EXERCISE BRIEF: Scan the material for the word "List", and copy each line where it shows up.

····················

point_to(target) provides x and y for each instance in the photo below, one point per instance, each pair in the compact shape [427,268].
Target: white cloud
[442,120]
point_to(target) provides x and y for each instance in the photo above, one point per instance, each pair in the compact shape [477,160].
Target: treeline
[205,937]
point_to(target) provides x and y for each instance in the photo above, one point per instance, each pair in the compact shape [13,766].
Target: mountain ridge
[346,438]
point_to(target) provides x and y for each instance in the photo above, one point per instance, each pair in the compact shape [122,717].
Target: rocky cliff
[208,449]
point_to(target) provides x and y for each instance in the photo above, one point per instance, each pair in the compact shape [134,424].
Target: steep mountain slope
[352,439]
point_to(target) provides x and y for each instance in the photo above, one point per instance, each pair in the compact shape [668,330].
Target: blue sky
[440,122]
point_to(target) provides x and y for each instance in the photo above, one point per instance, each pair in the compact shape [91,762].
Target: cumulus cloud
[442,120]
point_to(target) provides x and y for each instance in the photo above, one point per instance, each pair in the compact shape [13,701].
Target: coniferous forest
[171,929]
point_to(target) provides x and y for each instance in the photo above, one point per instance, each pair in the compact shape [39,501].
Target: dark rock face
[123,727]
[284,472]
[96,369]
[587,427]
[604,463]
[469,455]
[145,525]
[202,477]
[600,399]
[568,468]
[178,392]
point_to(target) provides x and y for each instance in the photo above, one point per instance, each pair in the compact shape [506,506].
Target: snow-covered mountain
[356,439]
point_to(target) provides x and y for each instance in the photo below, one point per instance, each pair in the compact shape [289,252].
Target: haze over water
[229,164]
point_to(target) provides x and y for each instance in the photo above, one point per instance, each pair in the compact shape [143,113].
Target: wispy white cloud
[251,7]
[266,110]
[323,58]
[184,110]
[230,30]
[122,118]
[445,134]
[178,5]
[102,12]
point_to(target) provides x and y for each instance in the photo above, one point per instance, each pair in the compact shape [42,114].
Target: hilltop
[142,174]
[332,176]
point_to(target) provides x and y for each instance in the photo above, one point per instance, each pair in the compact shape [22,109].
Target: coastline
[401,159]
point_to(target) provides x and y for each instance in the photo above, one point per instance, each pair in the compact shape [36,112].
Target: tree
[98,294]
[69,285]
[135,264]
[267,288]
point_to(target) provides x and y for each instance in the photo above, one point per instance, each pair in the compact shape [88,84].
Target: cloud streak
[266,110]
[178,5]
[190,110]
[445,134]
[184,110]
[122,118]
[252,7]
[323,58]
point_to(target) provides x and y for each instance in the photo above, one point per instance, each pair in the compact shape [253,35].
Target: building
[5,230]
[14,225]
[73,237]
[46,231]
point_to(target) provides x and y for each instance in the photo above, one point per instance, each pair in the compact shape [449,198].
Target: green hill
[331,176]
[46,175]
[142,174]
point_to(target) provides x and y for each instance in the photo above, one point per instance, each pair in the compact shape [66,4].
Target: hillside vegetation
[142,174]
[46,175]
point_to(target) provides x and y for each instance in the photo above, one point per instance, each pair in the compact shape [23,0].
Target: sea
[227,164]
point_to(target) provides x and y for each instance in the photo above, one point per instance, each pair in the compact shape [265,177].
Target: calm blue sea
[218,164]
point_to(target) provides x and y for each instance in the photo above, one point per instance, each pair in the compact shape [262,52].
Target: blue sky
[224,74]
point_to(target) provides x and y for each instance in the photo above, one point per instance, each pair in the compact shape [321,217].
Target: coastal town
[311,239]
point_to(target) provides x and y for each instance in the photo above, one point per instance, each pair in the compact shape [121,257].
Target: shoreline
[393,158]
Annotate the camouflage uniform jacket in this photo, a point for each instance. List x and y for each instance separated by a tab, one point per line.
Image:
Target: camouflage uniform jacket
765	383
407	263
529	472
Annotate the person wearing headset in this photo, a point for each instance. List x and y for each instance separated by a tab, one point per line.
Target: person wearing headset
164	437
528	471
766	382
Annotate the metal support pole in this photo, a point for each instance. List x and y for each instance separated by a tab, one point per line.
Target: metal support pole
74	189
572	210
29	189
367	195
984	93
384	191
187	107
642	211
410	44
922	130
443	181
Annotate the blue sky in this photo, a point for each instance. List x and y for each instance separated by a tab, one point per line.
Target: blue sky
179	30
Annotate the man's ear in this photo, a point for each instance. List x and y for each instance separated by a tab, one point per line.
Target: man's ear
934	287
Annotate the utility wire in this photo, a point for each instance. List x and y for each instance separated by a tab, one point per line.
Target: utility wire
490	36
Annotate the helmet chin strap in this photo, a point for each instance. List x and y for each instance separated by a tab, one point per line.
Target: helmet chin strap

····················

YOUR SOLUTION:
Annotate the camouflage uniform jacket in this photo, a point for each instance. List x and y for each instance separated by a tab, one point per line.
Annotate the person wearing headset in this photo, a point for each instance. List x and y for each instance separated by a tab, one point per line.
Annotate the metal support pole in this photo, a point for each instance. List x and y for each instance separated by a tab, one point per line.
Annotate the blue sky in this photo, a point for each instance. List x and y for each instance separated by a tab, one point per line.
Annotate the man's ear in this photo, a point for each instance. List x and y for each instance separated by a tab, one point per line.
Annotate the utility wire in this photo, a point for each instance. List x and y for each instance separated by a tab, one point per line.
Annotate the helmet chin strap in this photo, a point for each instance. List x and y for each instance separated by a tab, one point per line.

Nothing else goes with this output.